| Stored rows |
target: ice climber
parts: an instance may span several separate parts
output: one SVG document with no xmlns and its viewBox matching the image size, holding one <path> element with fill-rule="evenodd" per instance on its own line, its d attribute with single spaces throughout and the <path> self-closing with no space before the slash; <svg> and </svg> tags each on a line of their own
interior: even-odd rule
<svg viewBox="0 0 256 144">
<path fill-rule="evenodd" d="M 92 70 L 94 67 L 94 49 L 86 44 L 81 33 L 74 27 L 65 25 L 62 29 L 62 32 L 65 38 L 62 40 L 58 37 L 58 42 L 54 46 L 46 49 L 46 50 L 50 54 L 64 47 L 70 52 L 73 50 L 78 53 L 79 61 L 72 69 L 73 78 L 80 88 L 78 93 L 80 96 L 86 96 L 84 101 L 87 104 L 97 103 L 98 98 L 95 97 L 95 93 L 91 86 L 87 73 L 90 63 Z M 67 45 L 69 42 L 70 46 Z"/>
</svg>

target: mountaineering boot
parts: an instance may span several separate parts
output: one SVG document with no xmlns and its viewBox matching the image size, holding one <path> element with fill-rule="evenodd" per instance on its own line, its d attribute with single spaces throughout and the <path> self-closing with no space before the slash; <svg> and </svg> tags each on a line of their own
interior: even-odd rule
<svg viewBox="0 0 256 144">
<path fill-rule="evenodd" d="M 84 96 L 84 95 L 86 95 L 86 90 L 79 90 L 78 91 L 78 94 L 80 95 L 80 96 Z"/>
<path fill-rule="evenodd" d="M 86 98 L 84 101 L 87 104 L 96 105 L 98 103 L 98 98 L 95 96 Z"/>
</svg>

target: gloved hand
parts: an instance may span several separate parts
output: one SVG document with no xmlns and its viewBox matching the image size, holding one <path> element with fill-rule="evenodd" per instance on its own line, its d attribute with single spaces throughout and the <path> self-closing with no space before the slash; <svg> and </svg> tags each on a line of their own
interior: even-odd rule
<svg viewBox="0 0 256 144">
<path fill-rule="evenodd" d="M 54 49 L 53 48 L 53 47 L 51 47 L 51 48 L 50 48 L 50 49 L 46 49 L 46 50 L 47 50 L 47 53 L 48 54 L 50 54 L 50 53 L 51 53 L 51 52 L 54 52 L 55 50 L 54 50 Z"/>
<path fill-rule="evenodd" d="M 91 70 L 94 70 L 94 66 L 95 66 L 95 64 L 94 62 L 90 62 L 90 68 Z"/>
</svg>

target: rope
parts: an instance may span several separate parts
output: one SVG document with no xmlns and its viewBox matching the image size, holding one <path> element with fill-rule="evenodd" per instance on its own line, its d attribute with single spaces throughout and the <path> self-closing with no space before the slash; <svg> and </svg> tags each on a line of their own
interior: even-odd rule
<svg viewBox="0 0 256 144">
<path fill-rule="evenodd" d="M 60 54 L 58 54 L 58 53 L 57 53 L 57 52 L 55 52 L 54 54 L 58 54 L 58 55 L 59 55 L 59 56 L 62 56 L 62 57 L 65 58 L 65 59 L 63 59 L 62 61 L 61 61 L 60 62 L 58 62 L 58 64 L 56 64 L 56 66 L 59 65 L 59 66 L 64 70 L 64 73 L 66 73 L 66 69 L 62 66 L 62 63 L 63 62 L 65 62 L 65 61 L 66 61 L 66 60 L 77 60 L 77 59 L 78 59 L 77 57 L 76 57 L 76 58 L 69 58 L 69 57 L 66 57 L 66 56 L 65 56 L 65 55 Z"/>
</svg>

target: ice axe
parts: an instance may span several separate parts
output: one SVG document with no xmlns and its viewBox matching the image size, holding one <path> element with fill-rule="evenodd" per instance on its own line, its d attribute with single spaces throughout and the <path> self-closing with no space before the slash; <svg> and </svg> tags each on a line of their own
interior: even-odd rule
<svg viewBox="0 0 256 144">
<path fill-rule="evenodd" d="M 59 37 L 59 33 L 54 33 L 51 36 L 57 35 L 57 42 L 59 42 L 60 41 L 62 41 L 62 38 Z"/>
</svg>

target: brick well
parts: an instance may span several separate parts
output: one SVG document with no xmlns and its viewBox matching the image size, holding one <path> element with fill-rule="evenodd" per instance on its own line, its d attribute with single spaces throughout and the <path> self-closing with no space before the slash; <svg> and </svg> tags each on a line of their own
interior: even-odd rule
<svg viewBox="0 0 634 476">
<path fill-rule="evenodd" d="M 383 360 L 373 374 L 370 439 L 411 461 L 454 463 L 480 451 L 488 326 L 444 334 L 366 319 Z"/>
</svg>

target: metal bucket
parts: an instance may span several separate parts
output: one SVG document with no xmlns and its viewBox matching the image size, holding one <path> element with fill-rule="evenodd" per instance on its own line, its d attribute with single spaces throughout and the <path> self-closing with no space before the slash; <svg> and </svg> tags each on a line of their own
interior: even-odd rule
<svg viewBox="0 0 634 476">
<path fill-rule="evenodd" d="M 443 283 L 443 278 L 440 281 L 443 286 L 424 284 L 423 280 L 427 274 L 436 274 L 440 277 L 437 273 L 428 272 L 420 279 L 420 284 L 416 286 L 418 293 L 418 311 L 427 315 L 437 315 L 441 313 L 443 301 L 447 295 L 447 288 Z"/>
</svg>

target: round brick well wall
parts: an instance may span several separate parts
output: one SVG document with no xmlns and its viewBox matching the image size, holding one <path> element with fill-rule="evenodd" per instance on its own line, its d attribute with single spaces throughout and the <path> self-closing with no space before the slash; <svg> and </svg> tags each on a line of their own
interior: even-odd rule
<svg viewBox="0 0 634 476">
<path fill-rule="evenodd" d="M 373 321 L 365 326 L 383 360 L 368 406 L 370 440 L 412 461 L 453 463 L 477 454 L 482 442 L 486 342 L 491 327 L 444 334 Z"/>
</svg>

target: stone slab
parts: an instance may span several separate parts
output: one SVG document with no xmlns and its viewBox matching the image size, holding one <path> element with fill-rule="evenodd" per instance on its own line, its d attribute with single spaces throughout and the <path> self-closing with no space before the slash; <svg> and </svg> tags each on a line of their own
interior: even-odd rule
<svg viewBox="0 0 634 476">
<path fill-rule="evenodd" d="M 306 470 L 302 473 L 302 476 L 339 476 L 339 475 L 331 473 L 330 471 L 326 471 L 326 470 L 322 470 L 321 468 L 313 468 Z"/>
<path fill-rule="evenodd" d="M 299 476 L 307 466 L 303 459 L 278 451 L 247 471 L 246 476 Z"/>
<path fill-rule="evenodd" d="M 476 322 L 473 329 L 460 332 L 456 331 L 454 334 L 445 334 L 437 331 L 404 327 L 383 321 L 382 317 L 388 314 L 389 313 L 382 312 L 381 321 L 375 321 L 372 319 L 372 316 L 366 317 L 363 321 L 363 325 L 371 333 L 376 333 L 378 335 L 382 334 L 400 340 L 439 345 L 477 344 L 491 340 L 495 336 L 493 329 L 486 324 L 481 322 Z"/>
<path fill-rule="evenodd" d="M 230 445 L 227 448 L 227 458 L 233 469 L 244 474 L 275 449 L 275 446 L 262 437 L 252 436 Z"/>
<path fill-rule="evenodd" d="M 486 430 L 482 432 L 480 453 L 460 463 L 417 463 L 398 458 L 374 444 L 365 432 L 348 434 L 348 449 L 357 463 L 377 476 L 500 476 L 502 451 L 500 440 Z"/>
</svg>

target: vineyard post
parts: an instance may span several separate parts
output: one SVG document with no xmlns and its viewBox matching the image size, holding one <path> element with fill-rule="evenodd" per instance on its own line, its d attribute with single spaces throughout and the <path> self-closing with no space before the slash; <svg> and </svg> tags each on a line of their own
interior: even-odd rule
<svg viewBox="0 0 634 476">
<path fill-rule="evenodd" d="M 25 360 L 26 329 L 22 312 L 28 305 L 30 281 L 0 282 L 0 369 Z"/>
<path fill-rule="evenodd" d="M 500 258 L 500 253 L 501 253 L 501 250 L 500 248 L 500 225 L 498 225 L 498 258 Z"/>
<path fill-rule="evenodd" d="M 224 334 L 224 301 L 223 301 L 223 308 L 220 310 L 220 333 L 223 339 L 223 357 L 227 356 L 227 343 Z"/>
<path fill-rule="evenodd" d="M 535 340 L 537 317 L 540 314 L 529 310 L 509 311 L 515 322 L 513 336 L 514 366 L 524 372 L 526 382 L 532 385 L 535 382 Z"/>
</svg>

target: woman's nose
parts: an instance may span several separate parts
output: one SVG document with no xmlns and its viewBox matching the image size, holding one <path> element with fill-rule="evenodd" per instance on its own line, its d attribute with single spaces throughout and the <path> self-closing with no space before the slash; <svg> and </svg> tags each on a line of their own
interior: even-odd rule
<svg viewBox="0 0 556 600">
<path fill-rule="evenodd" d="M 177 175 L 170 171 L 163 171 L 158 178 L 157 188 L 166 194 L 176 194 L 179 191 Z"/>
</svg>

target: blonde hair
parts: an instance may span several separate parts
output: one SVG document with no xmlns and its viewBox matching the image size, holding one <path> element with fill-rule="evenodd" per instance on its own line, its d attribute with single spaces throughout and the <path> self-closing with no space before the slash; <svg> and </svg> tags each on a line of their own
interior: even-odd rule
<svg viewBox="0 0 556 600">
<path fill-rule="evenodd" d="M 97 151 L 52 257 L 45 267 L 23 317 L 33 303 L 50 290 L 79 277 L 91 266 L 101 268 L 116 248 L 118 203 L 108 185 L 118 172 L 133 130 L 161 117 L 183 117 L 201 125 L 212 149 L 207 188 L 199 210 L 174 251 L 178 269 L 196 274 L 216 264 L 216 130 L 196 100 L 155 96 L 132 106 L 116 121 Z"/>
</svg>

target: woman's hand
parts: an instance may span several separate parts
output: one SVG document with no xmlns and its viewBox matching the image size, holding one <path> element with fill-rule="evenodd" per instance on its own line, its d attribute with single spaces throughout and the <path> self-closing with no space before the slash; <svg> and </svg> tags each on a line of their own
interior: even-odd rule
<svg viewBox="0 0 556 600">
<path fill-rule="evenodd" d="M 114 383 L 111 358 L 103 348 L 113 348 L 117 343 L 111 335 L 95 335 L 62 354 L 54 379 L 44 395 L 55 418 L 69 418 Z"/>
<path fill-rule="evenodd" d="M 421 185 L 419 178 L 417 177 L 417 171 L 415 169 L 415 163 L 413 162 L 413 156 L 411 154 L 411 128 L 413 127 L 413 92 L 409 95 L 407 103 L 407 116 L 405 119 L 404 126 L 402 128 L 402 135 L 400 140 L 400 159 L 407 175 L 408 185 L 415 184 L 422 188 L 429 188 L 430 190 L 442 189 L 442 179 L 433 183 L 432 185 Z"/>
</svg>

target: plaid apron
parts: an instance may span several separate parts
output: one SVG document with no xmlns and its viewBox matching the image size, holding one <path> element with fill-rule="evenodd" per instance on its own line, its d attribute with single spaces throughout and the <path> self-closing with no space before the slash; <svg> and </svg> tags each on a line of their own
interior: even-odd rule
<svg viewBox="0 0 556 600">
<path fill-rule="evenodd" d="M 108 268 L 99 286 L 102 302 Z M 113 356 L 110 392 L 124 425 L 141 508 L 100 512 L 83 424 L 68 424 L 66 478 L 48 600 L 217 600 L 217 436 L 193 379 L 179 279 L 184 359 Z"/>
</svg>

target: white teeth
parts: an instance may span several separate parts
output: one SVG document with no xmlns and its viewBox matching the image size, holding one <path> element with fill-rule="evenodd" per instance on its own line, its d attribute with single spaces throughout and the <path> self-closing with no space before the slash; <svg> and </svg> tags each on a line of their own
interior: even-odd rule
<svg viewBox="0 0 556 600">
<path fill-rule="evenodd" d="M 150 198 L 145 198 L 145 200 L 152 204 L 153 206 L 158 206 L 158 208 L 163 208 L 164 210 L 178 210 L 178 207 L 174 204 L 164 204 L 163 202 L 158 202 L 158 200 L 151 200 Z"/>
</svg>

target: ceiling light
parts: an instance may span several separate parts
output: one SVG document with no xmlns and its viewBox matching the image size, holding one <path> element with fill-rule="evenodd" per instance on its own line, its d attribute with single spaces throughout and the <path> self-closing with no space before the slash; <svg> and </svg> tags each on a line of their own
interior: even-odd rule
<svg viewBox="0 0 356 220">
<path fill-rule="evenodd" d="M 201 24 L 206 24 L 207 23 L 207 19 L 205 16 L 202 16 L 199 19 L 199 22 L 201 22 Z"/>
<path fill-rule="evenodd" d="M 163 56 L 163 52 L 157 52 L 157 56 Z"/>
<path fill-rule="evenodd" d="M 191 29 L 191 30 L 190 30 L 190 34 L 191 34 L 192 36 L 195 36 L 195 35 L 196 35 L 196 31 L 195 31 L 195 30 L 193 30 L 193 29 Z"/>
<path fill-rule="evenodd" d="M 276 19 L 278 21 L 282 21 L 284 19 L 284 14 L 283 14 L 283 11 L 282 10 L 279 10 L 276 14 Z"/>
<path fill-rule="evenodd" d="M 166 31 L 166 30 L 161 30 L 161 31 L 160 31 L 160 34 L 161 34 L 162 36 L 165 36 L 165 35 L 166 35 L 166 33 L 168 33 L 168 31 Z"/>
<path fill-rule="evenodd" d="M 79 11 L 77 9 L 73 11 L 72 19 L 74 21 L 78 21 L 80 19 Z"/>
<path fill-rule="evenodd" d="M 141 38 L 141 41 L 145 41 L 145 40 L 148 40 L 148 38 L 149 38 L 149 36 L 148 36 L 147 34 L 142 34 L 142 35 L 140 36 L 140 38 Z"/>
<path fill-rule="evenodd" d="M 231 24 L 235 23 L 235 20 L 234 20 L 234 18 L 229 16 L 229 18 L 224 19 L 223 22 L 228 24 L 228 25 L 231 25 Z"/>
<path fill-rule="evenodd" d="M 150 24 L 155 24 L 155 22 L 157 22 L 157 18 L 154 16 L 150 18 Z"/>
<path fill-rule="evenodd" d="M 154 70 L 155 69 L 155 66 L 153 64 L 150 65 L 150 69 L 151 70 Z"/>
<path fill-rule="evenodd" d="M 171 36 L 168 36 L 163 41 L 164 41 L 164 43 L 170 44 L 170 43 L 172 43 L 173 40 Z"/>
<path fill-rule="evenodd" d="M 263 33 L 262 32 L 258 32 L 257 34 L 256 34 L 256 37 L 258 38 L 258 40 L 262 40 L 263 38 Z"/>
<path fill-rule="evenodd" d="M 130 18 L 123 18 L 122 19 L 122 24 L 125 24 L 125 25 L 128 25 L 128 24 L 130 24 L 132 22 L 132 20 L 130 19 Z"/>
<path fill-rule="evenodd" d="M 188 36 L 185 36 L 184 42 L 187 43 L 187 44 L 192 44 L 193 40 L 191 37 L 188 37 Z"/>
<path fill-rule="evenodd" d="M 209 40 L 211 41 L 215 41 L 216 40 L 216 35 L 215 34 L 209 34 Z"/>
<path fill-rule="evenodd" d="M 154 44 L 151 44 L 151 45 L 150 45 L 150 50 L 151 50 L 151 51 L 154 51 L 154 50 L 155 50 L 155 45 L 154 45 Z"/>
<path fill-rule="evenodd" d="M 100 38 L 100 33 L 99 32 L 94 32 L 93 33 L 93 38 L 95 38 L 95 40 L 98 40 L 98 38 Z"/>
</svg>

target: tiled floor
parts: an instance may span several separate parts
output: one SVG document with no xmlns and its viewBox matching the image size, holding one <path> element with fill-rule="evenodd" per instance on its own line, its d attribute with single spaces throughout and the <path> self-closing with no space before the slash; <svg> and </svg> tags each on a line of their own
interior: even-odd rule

| Task to carry out |
From the material above, copy out the lines unchanged, from the line containing "target: ceiling light" up to and including the line containing "188 36 L 185".

| Complete answer |
target: ceiling light
parts: an instance may span several separate parts
output: one SVG document with no xmlns and its viewBox matching the image size, holding one <path> element with fill-rule="evenodd" per instance on its own line, its d attribute with single spaces throughout and the <path> self-closing with no space before the slash; <svg> and </svg> tags each on a line of their own
interior: even-odd rule
<svg viewBox="0 0 356 220">
<path fill-rule="evenodd" d="M 201 24 L 206 24 L 207 23 L 207 19 L 205 16 L 202 16 L 199 19 L 199 22 L 201 22 Z"/>
<path fill-rule="evenodd" d="M 163 56 L 163 52 L 157 52 L 157 56 Z"/>
<path fill-rule="evenodd" d="M 191 29 L 191 30 L 190 30 L 190 34 L 191 34 L 192 36 L 195 36 L 195 35 L 196 35 L 196 31 L 195 31 L 195 30 L 193 30 L 193 29 Z"/>
<path fill-rule="evenodd" d="M 276 19 L 278 21 L 282 21 L 284 19 L 284 14 L 283 14 L 283 11 L 282 10 L 279 10 L 276 14 Z"/>
<path fill-rule="evenodd" d="M 166 31 L 166 30 L 161 30 L 161 31 L 160 31 L 160 34 L 161 34 L 162 36 L 165 36 L 165 35 L 166 35 L 166 33 L 168 33 L 168 31 Z"/>
<path fill-rule="evenodd" d="M 79 11 L 77 9 L 73 11 L 72 19 L 74 21 L 78 21 L 80 19 Z"/>
<path fill-rule="evenodd" d="M 141 38 L 141 41 L 145 41 L 145 40 L 148 40 L 148 38 L 149 38 L 149 36 L 148 36 L 147 34 L 142 34 L 142 35 L 140 36 L 140 38 Z"/>
<path fill-rule="evenodd" d="M 231 24 L 235 23 L 235 20 L 234 20 L 234 18 L 229 16 L 229 18 L 224 19 L 223 22 L 228 24 L 228 25 L 231 25 Z"/>
<path fill-rule="evenodd" d="M 150 24 L 155 24 L 155 22 L 157 22 L 157 18 L 154 16 L 150 18 Z"/>
<path fill-rule="evenodd" d="M 154 70 L 155 69 L 155 66 L 153 64 L 150 65 L 150 69 L 151 70 Z"/>
<path fill-rule="evenodd" d="M 171 36 L 168 36 L 163 41 L 164 41 L 164 43 L 170 44 L 170 43 L 172 43 L 173 40 Z"/>
<path fill-rule="evenodd" d="M 263 33 L 262 32 L 258 32 L 257 34 L 256 34 L 256 37 L 258 38 L 258 40 L 262 40 L 263 38 Z"/>
<path fill-rule="evenodd" d="M 130 18 L 123 18 L 122 19 L 122 24 L 125 24 L 125 25 L 128 25 L 128 24 L 130 24 L 132 22 L 132 20 L 130 19 Z"/>
<path fill-rule="evenodd" d="M 188 36 L 185 36 L 184 42 L 187 43 L 187 44 L 192 44 L 193 40 L 191 37 L 188 37 Z"/>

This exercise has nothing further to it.